### TASK OBJECTIVE
Look below for the line with "Where can the man wearing", then repeat it and all lines after it, exactly, minus any pictures.

Rows from a dataset
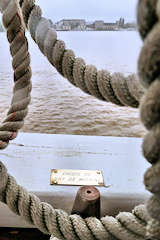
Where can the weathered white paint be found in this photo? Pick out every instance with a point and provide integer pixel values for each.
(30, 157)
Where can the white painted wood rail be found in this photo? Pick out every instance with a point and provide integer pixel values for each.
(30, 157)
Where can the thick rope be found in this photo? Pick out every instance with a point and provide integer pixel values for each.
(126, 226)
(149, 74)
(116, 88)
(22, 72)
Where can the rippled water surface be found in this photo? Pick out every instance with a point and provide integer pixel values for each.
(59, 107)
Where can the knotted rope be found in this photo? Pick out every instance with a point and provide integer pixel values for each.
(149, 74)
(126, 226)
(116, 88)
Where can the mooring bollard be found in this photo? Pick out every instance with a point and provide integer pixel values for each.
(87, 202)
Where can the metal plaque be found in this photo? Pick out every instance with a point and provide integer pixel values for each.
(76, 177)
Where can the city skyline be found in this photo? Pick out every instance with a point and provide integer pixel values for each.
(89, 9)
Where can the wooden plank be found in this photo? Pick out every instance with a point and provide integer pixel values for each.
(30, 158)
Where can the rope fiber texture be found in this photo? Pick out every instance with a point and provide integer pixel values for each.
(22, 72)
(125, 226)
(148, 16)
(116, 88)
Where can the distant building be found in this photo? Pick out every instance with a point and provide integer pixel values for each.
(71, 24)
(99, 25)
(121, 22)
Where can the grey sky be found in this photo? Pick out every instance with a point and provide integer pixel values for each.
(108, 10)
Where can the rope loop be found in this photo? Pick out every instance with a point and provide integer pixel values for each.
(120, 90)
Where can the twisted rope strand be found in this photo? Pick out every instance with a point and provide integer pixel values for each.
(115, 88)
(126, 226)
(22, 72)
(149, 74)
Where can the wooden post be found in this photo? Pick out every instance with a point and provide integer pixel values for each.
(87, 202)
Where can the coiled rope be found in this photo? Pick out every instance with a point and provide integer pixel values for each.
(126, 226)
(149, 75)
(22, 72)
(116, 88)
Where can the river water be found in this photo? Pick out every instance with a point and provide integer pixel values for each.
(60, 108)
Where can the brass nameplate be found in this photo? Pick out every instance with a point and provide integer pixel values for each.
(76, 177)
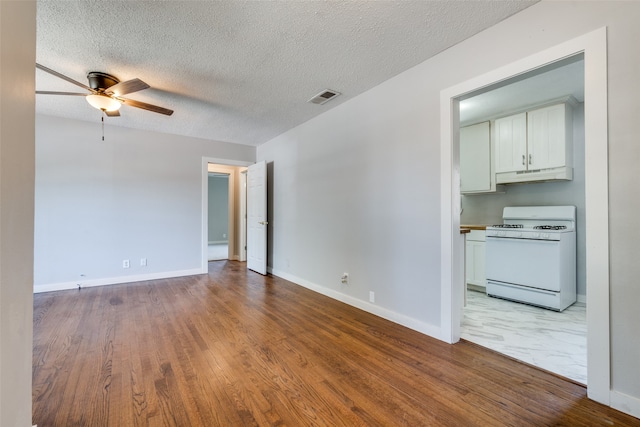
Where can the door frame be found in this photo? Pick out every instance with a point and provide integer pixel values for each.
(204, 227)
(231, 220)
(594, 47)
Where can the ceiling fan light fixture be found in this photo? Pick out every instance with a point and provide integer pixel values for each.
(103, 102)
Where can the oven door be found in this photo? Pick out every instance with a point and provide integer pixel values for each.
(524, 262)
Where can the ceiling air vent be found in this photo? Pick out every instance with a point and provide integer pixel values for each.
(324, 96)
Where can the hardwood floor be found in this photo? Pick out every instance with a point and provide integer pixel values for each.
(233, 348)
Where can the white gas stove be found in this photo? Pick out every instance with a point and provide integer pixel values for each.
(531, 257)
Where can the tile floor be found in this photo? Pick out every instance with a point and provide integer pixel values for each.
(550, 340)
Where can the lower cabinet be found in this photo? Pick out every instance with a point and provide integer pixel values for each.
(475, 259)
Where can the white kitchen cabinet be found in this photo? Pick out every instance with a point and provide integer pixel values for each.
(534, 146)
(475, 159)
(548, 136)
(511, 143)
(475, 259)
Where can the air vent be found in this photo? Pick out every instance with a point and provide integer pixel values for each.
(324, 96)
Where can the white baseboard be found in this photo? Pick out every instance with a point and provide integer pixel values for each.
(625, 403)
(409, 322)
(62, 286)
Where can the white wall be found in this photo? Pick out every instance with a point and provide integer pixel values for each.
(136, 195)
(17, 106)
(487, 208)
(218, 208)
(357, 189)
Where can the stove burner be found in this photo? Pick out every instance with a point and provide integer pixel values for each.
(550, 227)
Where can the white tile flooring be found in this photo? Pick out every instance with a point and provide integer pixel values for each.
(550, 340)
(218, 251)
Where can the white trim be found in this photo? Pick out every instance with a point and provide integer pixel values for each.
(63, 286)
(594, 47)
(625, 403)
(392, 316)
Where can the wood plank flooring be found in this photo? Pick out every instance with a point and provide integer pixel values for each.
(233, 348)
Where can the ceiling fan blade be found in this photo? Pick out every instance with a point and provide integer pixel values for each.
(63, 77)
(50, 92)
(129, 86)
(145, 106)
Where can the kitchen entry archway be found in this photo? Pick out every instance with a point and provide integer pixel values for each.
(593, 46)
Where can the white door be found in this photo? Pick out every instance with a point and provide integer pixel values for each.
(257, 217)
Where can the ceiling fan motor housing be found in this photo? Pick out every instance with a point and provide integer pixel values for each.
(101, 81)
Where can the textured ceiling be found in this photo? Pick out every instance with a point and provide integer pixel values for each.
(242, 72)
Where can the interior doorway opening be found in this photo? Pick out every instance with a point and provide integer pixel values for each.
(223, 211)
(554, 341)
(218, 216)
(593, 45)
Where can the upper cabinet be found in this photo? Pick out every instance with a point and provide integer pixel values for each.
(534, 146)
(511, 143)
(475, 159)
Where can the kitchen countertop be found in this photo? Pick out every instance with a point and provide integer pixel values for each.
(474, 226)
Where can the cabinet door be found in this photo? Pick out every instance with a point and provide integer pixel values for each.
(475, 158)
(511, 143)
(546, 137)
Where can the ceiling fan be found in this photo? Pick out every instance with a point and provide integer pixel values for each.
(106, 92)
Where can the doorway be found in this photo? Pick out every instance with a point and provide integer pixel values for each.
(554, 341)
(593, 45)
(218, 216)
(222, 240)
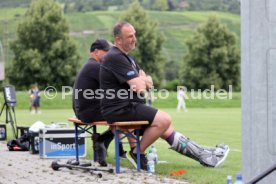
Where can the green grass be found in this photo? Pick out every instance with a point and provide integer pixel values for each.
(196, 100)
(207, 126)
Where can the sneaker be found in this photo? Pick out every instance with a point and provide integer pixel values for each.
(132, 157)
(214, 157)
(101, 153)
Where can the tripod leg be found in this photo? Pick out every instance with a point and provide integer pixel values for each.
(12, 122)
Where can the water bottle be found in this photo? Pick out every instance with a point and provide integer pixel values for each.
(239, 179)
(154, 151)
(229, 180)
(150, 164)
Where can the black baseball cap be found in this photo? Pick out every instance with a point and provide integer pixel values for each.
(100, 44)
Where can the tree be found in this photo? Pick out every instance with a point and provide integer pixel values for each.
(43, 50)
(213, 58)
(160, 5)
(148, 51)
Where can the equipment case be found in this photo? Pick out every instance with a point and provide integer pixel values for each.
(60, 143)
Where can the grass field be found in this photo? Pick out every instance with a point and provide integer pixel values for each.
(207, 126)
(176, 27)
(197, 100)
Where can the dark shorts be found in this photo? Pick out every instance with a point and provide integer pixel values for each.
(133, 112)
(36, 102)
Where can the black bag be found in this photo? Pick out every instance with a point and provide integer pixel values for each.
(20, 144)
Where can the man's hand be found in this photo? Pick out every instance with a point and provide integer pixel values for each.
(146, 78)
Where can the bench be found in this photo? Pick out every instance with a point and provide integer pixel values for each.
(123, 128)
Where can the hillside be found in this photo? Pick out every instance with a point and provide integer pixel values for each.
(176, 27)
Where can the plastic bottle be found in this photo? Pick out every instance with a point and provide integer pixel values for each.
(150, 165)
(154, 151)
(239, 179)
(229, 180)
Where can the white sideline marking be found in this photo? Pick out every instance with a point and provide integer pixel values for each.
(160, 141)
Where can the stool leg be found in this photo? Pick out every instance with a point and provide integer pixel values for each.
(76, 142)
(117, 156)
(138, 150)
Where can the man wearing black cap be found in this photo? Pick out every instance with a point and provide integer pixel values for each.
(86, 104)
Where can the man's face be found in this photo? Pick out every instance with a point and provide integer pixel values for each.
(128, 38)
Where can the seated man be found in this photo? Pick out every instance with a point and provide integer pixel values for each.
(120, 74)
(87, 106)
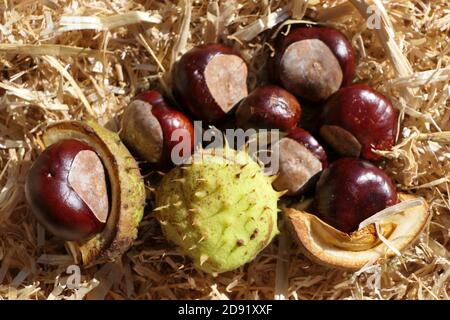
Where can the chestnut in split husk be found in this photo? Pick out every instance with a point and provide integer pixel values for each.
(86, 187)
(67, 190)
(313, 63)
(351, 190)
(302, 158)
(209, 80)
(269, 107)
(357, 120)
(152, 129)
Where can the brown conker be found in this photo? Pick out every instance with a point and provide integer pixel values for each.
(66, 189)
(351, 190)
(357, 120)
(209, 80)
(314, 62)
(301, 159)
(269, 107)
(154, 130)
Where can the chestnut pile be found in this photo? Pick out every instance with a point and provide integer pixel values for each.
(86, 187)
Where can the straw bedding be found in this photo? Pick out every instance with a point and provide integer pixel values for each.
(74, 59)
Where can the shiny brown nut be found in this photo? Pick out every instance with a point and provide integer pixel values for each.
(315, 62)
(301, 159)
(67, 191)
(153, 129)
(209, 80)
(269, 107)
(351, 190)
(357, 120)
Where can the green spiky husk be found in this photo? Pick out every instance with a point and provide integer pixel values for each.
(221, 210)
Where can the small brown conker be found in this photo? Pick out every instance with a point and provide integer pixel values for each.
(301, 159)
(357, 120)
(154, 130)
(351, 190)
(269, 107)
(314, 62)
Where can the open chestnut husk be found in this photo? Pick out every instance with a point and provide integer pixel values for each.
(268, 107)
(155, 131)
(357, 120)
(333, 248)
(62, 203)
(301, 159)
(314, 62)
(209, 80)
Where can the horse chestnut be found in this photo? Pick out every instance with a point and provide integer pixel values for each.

### TASK OUTPUT
Where can the man wearing black cap be found in this photo? Pick out every instance with a point and provide integer pixel values for each.
(86, 104)
Where can the man's face be found in this photo? Pick out every instance with a point and provide integer pixel values for each.
(128, 38)
Where can the seated man be found in this photo? Pick out every instance with a point and provide integer pixel values for each.
(120, 74)
(87, 106)
Where can the chestnut in split husk be found in this photo? Pick out every instance with a point and provide integer pixel values for each.
(86, 187)
(67, 190)
(313, 63)
(351, 190)
(302, 158)
(209, 80)
(269, 107)
(357, 120)
(152, 129)
Where can the brown conker be found in this photo? Pick out every instance with a point and provide integer pixel values for each.
(66, 189)
(351, 190)
(357, 120)
(209, 80)
(314, 62)
(301, 159)
(269, 107)
(154, 130)
Where can the chestnut pile be found in this photo? Pick out every instance with a point and provide integer pixel values for each.
(86, 187)
Where can the straw bedding be found in this photo? Pick out every instance with a point and provide integer pixel values for each.
(74, 59)
Where can the shiny brown nut be found in this photo? Pick out every instance with a point and provide integer pixel values for each.
(315, 62)
(301, 159)
(67, 191)
(153, 129)
(209, 80)
(269, 107)
(351, 190)
(357, 120)
Where can the green spiky husk be found in this photo? Pick out every instance with a point and provide integer pixel values for each.
(221, 210)
Where can the small brown conker be found in this photo? Pick out every instance with a point and provide integer pixel values for each.
(301, 159)
(357, 120)
(154, 130)
(351, 190)
(269, 107)
(314, 62)
Where can the open chestnut husk be found in this photo? Pick out every instance with a point and provide integer pixel values for each.
(268, 107)
(155, 131)
(357, 120)
(333, 248)
(62, 203)
(301, 159)
(314, 62)
(209, 80)
Where can the horse chestnut be found in this photo? Pick out every instance with a point and provide integer pixel values for each.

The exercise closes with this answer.